- Short exercise
Edit the entries below so that every "Task input" becomes "Target phrase", with everything else unchanged. Leave the pictures out of your copy.

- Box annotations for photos

***

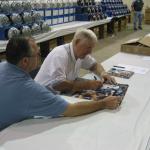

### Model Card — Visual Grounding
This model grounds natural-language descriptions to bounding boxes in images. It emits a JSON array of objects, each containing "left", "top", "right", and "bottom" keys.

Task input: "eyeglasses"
[{"left": 27, "top": 52, "right": 41, "bottom": 57}]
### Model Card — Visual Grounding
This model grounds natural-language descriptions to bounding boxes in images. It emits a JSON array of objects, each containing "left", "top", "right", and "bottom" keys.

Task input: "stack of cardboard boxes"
[
  {"left": 121, "top": 34, "right": 150, "bottom": 56},
  {"left": 145, "top": 7, "right": 150, "bottom": 24}
]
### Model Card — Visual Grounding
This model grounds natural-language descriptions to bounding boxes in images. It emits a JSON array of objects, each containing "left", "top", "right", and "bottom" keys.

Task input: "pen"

***

- Output of the task
### Model Card — Visual Grounding
This model grounds natural-language descriptions to bounding boxes in images. It emits a JSON array of objects, each containing "left", "top", "right", and "bottom" keys.

Target phrase: "eyeglasses"
[{"left": 27, "top": 52, "right": 41, "bottom": 57}]
### Model Card — Visual Grounding
This model grounds natural-language descriptions to bounding boxes in images. It emits a JSON array of objects, each containing "left", "top", "right", and "bottom" keys.

Target phrase: "stack of cardboard boxes"
[
  {"left": 121, "top": 34, "right": 150, "bottom": 56},
  {"left": 145, "top": 7, "right": 150, "bottom": 24}
]
### Model Card — Visual Grounding
This model grounds natural-language descriptions to bounding boxes in images. It emits a JSON array of objects, each containing "left", "top", "right", and "bottom" keys.

Target phrase: "pen"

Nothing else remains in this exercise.